This study was initiated from designers´ needs to find the most creative engineering solutions in the early idea stages and convert these into feasible design concepts (Efimov-Soini, 2019; Tsai & Yang, 2017). It also evaluates three commonly used visual representation of ideas , namely prototyping, sketching, and computer-aided design (CAD) modelling, in terms of their respective representation qualities to support different phases of the design process (Howard, Culley, and Dekoninck, 2008; Tsai & Yang, 2017).
Recognised as formal design representations, prototypes, sketches and CAD-models have been accredited as aids for facilitating design research and ideation (Babapour, 2015; Camere & Bordegoni, 2016; Joundi et al., 2020; Kelly & Gero, 2014). Before 3D CAD models, physical prototypes and sketches were the most practical and fastest ways to convey and develop ideas for designers (Charlesworth, 2007; Tsai & Yang, 2017; Babapour, 2015). The introduction of 3D computer modelling software notably replaced, to some extent, traditional visualisation methods, which transformed the difficult, slow, and dirty creation process into a more efficient and clean virtual way of designing and prototyping (Isa & Liem, 2014). However, Charlesworth (2007) and Ekströmer & Wever (2019) suggested that designers may encounter restrictions when using CAD models during the early idea. Indeed, the use of CAD models and prototypes as design tools has been widely discussed concerning how they contributed to the thinking processes, as well as how the design activities were managed (Hallgrimsson, 2012 and Isa & Liem, 2020). On the one hand, several researchers discouraged using prototypes in early idea, because building prototypes early can be expensive and time-consuming and should therefore only be done when needed (Dow et al., 2010; Stowe, 2009; Viswanathan, Atilola, Esposito & Linsey, 2014; Murphy et. al, 2022). On the other hand, other researchers insisted that prototyping should be applied early in design and development activities to better understand problems, encourage faster learning, and increase communication among stakeholders and designers (Charlesworth, 2007; Isa & Liem, 2020; Jensen, Elverum, & Steinert, 2017; Leifer & Steinert, 2012; Sanders & Stappers, 2014).
──────────────────────────────
TASK LIST:
A - According to the passage on design representations, which three commonly used visual representations of ideas does the study evaluate?
B - Could you write the next paragraph of the passage on design representations, starting right after its final sentence?

COLLECTED DATA:
──────────────────────────────
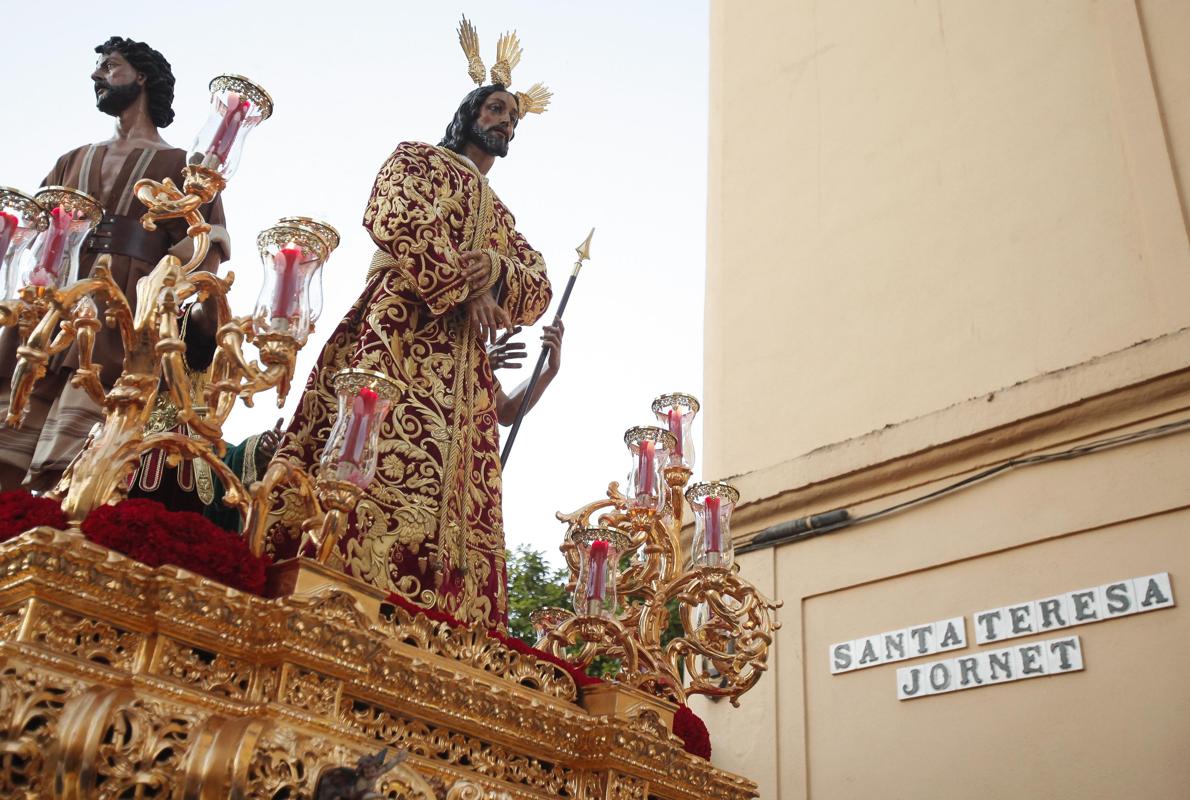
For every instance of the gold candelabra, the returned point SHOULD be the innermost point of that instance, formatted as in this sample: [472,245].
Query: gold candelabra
[630,568]
[51,313]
──────────────────────────────
OUTPUTS IN ORDER:
A - Prototyping, sketching, and computer-aided design (CAD) modelling.

B -
However, limited research is available on the effectiveness of prototypes, sketches and CAD-models in the early generation of ideas (Hess & Summers, 2013; Babapour, 2015; Tsai & Yang, 2017). There is therefore a need for more research on the progression and transition of representations to explore and experience different design activities experienced by designers during the early stages of the engineering design process. We draw on existing studies by Babapour, Hess, Howard and their associates to designate the flow of design activities to guide creativity as “early idea”, “idea development”, “and finalization” (Babapour, 2015; Camere & Bordegoni, 2016; Hess & Summers, 2013; Howard, Culley, and Dekoninck, 2008). This study addresses one research question: How do prototypes, sketches and CAD models supported designers during the early idea, idea development and finalization stages in the design process?
1. Creativity in the Engineering Design Process
This section introduces the early stages of the engineering design process, how design activities, i.e. prototyping, sketching and CAD-modelling are used to facilitate early-stage analysis and creative development, as well as how designers manage creativity constraints and design fixation.
1.1 Divergence and convergence steps in early stages in the Engineering Design Process
According to a comprehensive literature study of 23 engineering design process frameworks (see Howard, Culley, & Dekoninck, 2008), six essential stages can be distinguished in a creative design process. These comprise (1) establishing a need, (2) early idea development (task analysis), (3) idea development (conceptual design), (4) embodiment design, (5) final idea development (detailed design), and (6) implementation. This study focuses on the representation aspects of the process: stages, (3), (4) and (5). During the “idea development” stage, designers iteratively explored the problem space to understand the context that the product will be a part of. Hereby, design problems were addressed holistically in a structured or unstructured manner through a process of transformative idea generation.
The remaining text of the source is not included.